Directions
[a] According to the article on dog tails, why did owners in the 18th century start docking their dogs' tails? Answer in one to three sentences.
[b] Summarize the article on dog tails in two sentences.
[c] Continue the article on dog tails from the point where it stops.

──────── Excerpt

As owners and trainers we're highly attuned to the movement of our dog's tail. But have you ever really looked at your dog's tail? Chance are, in the middle of a sport performance the last thing your doing is looking at your dog's tail but you may be surprised to see just how big of a role it plays! It's easy to forget that our dog's tail is a vital part of our dog's sport performance and everyday life. Our dog's have an extra appendage that is highly flexible and capable of complex movements to convey information and complete challenging physical movements. Put simply, our dog's tail is an important physical and emotional part of their body. In this week's blog we'll take a look at how the tail helps a sporting performance and the potential ways a tail can be injured.
Anatomy of a Tail
Like our dogs, tails come in all shapes and sizes. Our dog's tails have evolved over time to suit the demands of their environment and the work we ask them to do. In retrieving breeds, you'll often see tails that are thick and rudder-like to help with navigating in the water. Nordic breeds, like huskies and malamutes, often have soft and bushy tails, perfect for a cold winters nights. While breeds like the greyhound have long thing tails to assist in running and some breeds have their tail docked at a young age. Regardless of the type of tail your dog has there are a few anatomical factors to be aware of.
The tail of our dogs is the very end of their vertebral column and is the hindmost part of the backbone. There is usually six to twenty-three highly mobile vertebrea in a dog's tail. Like the spinal column, each of these vertebrae are enclosed by muscle that allows for fine movements that lift the tail, move it side to side, or lower to tuck under the bum and between the legs. Additionally, the muscles and nerves found in the tail also contribute to bowel control and movement.
In some breeds, like the Weimaraner, Australian Shepherd, German Shorthaired pointer, and Boxer, docking is a common practice. In fact, over 60 breed standards call for the docking of tails. Docking refers to the surgical removal of puppies tail, usually performed at 2-5 days of age. This procedure cuts across caudal coccygeal vertebrae, nerves and muscles of the tail. The practice started for a couple of reasons. Historically, the first instance of docking tails occurred in ancient Rome where it was believed that removing the top of a dog’s tail on the “puppy’s fortieth day” prevented rabies. In the 18th century, a tax was placed on dog ownership; hunting dogs where the exempt from the tax. To distinguish hunting dogs, wealthy owners docked their tail, this subsequently led to owners in the lower classes and poor social standing to also dock their dog's tails to avoid taxation (Fleming 1895).

────────────────
──────── Data

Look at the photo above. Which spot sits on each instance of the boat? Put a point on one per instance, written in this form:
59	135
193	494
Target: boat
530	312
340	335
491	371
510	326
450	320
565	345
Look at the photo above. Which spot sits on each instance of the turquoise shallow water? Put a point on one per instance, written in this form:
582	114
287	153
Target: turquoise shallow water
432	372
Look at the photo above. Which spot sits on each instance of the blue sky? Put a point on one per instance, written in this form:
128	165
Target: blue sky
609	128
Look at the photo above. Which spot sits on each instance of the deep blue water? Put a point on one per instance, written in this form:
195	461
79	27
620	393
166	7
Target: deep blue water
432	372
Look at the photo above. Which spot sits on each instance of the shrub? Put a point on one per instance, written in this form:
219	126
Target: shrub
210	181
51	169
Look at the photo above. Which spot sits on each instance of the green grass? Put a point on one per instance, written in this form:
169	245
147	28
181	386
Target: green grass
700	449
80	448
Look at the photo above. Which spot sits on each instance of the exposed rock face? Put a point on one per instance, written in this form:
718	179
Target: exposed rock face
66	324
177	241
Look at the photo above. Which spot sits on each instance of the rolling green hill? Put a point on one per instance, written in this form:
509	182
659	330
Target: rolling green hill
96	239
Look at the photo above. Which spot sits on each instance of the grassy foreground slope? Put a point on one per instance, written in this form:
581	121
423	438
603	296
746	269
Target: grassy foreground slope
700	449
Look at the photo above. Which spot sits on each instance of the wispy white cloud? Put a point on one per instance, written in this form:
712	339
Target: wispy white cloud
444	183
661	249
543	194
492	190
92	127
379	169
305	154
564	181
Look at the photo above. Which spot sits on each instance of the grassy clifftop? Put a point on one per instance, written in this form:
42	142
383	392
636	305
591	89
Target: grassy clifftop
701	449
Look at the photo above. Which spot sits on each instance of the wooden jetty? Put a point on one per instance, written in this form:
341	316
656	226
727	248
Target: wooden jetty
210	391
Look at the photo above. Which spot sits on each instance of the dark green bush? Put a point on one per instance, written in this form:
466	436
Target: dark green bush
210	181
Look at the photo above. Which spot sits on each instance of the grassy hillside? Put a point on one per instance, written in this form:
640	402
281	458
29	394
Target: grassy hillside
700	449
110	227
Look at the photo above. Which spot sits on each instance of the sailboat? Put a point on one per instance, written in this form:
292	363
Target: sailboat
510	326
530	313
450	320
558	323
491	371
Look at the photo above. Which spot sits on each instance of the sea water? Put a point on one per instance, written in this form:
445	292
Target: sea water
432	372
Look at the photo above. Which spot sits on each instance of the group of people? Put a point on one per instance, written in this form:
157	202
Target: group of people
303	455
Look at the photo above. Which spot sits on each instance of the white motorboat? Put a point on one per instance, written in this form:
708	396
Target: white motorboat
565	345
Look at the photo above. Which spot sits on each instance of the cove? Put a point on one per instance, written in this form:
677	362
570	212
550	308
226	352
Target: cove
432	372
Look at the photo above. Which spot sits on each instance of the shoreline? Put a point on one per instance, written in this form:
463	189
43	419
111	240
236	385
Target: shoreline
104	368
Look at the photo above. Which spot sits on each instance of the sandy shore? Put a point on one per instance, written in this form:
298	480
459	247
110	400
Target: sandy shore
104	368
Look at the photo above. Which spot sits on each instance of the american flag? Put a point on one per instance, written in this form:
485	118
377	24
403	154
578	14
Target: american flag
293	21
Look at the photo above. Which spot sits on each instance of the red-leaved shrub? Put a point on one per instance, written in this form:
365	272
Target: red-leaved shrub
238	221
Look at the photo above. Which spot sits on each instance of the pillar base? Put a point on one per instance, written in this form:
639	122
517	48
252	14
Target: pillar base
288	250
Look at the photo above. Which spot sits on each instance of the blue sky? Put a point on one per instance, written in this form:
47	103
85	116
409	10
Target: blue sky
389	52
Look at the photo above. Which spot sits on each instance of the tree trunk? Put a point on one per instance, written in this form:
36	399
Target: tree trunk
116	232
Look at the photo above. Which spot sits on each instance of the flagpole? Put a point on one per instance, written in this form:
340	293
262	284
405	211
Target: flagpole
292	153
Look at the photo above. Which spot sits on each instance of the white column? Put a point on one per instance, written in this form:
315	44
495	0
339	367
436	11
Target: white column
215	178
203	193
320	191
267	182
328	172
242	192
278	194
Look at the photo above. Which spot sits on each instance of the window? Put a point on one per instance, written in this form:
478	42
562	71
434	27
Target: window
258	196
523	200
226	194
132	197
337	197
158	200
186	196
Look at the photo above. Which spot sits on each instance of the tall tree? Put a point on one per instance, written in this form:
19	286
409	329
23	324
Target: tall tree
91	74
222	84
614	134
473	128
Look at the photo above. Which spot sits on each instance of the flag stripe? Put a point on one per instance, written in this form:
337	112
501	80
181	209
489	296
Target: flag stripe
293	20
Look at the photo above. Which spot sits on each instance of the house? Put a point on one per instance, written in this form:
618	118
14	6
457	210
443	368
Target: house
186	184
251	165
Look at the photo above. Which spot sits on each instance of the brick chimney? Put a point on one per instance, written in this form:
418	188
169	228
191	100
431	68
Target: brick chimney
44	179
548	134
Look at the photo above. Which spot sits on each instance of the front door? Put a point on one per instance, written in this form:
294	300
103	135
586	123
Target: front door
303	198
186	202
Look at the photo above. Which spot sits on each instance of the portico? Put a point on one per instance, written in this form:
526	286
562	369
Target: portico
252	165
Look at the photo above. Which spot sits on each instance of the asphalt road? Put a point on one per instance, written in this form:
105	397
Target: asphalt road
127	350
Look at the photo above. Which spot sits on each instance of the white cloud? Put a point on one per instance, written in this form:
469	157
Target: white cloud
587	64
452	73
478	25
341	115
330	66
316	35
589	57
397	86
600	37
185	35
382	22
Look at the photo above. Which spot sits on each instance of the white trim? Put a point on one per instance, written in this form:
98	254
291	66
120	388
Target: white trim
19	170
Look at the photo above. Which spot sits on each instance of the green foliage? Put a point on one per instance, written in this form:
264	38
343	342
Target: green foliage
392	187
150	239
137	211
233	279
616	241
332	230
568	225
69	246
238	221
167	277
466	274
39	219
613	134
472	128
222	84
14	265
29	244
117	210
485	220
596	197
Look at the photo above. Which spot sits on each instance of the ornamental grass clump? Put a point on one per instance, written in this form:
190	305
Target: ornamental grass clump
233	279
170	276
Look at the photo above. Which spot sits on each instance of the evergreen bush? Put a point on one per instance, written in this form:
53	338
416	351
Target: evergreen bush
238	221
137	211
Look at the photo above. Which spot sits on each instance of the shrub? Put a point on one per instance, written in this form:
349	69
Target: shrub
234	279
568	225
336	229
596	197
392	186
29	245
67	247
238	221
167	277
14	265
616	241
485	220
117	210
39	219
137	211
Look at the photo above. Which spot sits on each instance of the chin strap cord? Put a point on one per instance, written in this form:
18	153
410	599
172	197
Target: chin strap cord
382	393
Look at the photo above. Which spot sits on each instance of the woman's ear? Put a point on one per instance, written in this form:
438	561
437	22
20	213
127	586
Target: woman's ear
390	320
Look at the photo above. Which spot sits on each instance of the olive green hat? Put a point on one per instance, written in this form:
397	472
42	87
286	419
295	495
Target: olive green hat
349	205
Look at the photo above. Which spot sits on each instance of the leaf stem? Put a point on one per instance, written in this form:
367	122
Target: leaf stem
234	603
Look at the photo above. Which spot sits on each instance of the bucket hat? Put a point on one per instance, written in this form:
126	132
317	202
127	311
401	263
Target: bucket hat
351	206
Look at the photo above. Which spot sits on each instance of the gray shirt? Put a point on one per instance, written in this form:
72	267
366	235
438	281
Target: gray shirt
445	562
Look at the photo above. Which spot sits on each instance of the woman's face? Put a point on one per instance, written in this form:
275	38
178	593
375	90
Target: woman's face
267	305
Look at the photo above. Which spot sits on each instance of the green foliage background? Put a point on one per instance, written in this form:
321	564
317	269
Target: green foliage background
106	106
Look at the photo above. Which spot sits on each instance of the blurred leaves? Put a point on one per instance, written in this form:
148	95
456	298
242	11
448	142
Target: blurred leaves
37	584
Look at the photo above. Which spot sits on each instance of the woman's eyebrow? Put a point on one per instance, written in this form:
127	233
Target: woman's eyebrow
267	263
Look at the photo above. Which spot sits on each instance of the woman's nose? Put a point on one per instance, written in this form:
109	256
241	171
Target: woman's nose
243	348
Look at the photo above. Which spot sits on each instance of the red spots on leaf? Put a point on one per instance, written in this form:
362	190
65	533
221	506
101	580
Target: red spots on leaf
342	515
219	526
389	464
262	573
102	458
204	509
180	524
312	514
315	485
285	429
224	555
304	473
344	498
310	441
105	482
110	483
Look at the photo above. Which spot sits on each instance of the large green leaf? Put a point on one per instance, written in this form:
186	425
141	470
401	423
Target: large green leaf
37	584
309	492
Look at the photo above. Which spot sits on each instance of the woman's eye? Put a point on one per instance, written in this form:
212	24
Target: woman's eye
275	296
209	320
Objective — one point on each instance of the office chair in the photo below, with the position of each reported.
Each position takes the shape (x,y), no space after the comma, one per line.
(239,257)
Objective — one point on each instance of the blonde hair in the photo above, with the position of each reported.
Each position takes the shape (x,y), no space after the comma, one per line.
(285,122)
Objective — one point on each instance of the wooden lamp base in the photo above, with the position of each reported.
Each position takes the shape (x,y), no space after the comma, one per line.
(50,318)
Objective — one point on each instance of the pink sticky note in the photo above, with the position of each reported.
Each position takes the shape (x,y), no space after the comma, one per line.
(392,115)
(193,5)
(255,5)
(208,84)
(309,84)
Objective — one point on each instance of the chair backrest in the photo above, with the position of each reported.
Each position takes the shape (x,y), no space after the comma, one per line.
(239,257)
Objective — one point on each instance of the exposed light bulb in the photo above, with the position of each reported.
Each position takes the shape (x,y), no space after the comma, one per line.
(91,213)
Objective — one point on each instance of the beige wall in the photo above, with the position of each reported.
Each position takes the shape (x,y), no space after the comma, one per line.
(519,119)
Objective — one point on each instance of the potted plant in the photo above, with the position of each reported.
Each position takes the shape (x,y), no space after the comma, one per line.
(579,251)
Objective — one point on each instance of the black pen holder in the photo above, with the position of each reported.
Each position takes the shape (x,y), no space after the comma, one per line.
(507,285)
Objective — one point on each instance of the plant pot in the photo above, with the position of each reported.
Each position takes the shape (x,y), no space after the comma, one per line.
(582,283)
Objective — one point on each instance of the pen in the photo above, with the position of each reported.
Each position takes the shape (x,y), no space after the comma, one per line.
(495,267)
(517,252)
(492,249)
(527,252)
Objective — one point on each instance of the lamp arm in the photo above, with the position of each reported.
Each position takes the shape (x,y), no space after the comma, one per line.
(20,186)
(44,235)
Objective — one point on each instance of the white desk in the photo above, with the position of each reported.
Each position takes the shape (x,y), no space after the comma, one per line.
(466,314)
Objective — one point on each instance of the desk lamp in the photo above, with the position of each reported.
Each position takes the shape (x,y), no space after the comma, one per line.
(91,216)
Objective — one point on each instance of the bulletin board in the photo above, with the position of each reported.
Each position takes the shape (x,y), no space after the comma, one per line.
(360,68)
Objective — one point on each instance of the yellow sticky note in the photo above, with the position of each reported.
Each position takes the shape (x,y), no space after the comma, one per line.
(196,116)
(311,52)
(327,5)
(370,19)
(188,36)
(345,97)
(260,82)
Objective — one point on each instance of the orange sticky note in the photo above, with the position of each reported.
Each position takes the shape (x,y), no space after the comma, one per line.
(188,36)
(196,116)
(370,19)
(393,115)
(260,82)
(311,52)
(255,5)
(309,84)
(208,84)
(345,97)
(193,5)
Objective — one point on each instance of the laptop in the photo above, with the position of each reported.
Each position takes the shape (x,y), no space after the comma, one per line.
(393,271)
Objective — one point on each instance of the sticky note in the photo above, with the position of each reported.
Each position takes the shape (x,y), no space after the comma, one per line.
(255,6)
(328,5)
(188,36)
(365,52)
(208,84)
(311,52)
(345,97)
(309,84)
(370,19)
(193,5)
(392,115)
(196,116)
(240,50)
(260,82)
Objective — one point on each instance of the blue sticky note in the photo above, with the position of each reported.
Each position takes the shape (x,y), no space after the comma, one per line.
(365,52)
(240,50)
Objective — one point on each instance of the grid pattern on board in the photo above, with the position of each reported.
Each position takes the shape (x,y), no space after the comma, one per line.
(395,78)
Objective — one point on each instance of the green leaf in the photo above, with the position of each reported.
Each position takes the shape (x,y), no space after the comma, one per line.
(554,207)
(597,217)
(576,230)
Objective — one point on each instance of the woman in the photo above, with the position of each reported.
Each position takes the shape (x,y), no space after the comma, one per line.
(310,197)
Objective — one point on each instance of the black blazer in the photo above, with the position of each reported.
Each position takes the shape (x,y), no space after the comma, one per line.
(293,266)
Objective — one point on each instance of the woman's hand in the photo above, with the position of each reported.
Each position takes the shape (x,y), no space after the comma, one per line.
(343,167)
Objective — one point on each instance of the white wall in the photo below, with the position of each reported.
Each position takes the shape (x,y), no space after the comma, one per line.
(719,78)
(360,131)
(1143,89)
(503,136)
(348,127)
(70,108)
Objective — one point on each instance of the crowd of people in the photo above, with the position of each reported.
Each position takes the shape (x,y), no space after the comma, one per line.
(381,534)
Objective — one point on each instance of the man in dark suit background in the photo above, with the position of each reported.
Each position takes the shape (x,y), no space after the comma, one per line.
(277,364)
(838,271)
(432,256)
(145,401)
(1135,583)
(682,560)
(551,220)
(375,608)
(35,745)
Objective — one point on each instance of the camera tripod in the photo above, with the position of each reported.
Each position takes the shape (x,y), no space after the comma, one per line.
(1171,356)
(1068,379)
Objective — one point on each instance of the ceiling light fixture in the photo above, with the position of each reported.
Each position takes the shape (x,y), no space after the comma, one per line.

────────────────

Responses for each task
[a] A tax was placed on dog ownership, but hunting dogs were exempt, so wealthy owners docked their hunting dogs' tails to mark them. Owners in the lower classes then docked their dogs' tails as well to avoid the tax.

[b] A dog's tail is an important physical and emotional part of its body: it varies in shape by breed and consists of six to twenty-three mobile vertebrae enclosed by muscle, whose muscles and nerves also help with bowel control. Docking, the surgical removal of a puppy's tail at 2-5 days of age, is called for by over 60 breed standards and traces back to an ancient Roman belief that it prevented rabies and to an 18th-century tax from which hunting dogs were exempt.

[c]
The other reason tails are docked is to prevent injury, particularly with working breeds. Some believe that a long tail can be dangerous for working dogs. Common justification for preventive docking is that guard dogs could be seized by the tail, hunting dogs could be injured or have long haired tails snared in the brush. However, most tail docking today is done due to breed tradition. Research into docking has found that preventative docking for both pet and working dogs is an unnecessary procedure and increasingly docking is viewed more as a cosmetic rather than functional procedure (Diesel 2010, Darke 1985). In some European countries, where docking is illegal, breed standard have been altered to allow for a full tail.
The way a tail is docked can very significantly across breeds depending on what the standard calls. For example, the standard for Rottweilers calls for only two vertebrae in the tail while in the Weimaraner docking calls for tails to be roughly 6 inches when the dog is grown. Docking can be performed by a veterinarian but is commonly done by breeders using a pair of scissors or caused to drop off by occluding the blood supply using a tight rubber band.
How our dog's use their tails....
A tale of a unfortunate event...
Because tails are an extremity, they can be vulnerable to injury from blunt force trauma and from accidents involving slammed doors or mis-steps. These injuries can be relatively minor but freak accidents resulting in more serious injuries can occur.
A couple months ago, one of the MCR staff dogs Valor, a 5-year-old Alaskan Klee Kai, suffered a traumatic injury to his tail. Valor was laying on his dog bed when a member of his family accidentally stepped on the hair of his tail. Valor, being a calm, cool, and collected individual immediately yelped and ran away – degloving the very tip of his tail and exposing less than an inch of tail bone. While at first glance only the tip of the tail was affected the exposed bone resulted in a recommendation from vets to amputate part of his tail. In order to get enough skin to be able to stitch the wound closed Valor ended up losing roughly half his tail!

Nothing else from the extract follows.